PROBLEMS TO WORK ON ::
- 1) Copy the chip fab article word for word, everything from "by Katherine Derbyshire, Contributing" down to "production stepper time.".
- 2) Write the next part of the article on combinatorial testing in chip fabs, picking up right after its last paragraph.

PAGE EXCERPT ::

**********

Startup decloaks to give fabs “combinatorial” confidence

by Katherine Derbyshire, Contributing Editor, Solid State Technology

One of the most powerful process optimization tools lithographers have is the focus-exposure matrix. It cycles through a wide range of focus and exposure parameters, defining the process window quickly and efficiently, with minimal loss of valuable production stepper time.

In the pharmaceutical industry, researchers use automated simulation and synthesis tools to create and test thousands of related compounds. Only a few are likely to be medically interesting, but this combinatorial approach identifies those few in a fraction of the time required by other methods.

In most semiconductor fabs, however, development engineers must fight for every minute of equipment time. Manufacturing engineers reject any experiment that might contaminate the process of record. Testing more than a handful of “safe” candidate materials is difficult, exploring the full process space is nearly impossible. At the same time, the number of important process variables is exploding. Fabs are using more different materials than ever before, dramatically increasing the number of important interactions and the process parameters needed to control them.

**********

SOURCE DATA ::
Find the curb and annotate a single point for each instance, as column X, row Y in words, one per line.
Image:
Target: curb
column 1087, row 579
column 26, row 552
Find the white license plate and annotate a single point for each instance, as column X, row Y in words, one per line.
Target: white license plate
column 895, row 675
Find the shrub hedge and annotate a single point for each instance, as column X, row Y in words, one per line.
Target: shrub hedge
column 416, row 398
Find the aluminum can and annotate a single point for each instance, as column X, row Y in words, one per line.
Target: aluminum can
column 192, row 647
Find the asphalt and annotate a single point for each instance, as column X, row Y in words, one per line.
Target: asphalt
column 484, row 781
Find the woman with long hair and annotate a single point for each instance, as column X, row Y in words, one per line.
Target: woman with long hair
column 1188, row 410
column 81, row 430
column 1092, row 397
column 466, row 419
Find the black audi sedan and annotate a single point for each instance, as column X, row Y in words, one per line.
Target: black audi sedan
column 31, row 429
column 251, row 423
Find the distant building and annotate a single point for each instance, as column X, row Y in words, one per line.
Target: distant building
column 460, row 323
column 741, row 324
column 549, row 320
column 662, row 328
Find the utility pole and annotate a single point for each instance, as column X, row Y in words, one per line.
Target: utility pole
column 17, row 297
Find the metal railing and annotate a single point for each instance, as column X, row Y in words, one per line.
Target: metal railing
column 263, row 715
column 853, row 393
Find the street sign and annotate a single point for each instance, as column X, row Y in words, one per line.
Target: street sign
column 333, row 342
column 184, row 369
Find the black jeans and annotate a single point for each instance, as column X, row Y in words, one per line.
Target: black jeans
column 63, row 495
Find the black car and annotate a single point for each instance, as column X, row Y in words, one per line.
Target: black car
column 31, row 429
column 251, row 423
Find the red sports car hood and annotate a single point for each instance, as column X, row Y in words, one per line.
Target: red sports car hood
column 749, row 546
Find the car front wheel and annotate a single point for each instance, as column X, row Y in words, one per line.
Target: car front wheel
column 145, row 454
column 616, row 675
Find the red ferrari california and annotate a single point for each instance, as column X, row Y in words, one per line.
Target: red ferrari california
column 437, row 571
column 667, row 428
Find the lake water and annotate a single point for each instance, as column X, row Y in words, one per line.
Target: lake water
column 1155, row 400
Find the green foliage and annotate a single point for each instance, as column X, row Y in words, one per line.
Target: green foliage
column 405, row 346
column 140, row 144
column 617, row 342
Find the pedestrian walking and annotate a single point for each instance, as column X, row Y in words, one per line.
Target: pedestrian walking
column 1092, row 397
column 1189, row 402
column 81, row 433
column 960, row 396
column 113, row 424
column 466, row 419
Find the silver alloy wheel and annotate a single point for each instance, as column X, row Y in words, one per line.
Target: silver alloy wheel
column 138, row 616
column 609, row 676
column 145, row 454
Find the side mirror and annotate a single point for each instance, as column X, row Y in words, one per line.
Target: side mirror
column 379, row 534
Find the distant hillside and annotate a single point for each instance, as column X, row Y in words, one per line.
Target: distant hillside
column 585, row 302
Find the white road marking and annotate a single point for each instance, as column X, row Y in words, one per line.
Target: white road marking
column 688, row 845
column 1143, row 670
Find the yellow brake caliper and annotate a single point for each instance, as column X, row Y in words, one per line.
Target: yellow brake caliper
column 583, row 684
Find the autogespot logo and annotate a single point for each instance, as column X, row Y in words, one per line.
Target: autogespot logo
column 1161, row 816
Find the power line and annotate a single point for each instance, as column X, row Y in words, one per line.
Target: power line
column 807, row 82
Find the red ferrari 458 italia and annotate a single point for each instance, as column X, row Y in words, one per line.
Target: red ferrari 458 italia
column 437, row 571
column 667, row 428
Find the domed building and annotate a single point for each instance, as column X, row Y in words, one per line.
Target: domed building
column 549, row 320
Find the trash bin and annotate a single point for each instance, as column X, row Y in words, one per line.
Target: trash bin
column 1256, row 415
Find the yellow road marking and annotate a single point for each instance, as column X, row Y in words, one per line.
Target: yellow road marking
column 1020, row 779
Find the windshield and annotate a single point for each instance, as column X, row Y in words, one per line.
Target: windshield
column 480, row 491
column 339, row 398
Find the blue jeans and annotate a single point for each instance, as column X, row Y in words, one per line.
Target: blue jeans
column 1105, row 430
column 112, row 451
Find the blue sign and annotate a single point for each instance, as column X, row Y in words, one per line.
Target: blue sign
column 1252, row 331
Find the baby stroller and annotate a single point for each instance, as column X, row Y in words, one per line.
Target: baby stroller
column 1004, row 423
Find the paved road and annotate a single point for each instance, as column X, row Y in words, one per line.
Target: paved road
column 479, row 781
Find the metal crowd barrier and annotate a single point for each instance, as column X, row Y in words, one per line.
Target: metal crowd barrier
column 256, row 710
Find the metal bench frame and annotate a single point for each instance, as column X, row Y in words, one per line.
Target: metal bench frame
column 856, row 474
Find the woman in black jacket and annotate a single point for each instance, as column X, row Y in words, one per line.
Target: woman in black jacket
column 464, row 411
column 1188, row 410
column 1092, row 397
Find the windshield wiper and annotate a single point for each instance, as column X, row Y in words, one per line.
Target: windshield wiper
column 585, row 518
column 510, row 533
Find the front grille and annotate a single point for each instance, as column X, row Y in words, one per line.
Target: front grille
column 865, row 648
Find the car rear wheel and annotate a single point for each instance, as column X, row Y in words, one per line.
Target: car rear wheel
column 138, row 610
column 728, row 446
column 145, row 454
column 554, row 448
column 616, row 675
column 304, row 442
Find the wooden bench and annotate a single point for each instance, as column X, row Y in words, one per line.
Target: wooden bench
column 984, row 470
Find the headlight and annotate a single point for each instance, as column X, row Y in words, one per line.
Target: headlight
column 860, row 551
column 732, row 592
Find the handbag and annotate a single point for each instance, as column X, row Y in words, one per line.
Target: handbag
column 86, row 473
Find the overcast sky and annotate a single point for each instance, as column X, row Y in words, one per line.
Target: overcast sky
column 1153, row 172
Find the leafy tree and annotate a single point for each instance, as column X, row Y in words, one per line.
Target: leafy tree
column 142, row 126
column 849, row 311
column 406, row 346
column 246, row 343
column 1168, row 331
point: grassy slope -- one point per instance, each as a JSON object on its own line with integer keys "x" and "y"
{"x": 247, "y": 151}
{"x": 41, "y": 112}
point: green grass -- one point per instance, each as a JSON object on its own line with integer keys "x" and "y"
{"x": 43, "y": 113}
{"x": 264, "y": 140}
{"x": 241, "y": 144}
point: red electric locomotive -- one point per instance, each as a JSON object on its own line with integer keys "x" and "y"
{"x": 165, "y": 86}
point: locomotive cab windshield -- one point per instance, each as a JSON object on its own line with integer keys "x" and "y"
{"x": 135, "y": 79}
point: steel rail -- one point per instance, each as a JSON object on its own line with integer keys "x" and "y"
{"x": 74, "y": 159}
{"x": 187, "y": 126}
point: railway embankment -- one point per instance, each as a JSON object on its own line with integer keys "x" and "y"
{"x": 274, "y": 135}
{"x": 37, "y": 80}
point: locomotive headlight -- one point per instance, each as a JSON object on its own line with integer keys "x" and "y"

**********

ACTIVITY ANSWERS ::
- 1)
by Katherine Derbyshire, Contributing Editor, Solid State Technology

One of the most powerful process optimization tools lithographers have is the focus-exposure matrix. It cycles through a wide range of focus and exposure parameters, defining the process window quickly and efficiently, with minimal loss of valuable production stepper time.

- 2)
According to president and CEO David Lazovsky, Intermolecular hopes to help fabs use combinatorial methods to explore larger process spaces more thoroughly, with its Tempus R&D platform. One of the biggest obstacles to that goal is the silicon wafer itself — 300mm wafers, and the equipment used to process them, are simply too big and too expensive to waste by screening low-percentage process and material candidates.

Instead, Intermolecular equipment isolates hundreds of sites per wafer, applying a different cleaning, electroless deposition, or other wet chemical process to each. Thousands of candidates — which can be new materials, new process conditions, or combinations of both — can be screened with a single lot of wafers. Secondary and tertiary screening using larger isolation spots can narrow the possibilities further, extracting the most promising candidates for conventional full-wafer testing. Supporting software generates the test chips and test recipes used to screen candidates, depending on the specific process question being investigated.

Such large-scale experiments produce an enormous amount of information. Even process conditions that are not appropriate for manufacturing help characterize the system, and may prove useful if other parts of the integration scheme change. Intermolecular’s second major development is a system of informatics software that can log, analyze, and archive thousands of process candidates.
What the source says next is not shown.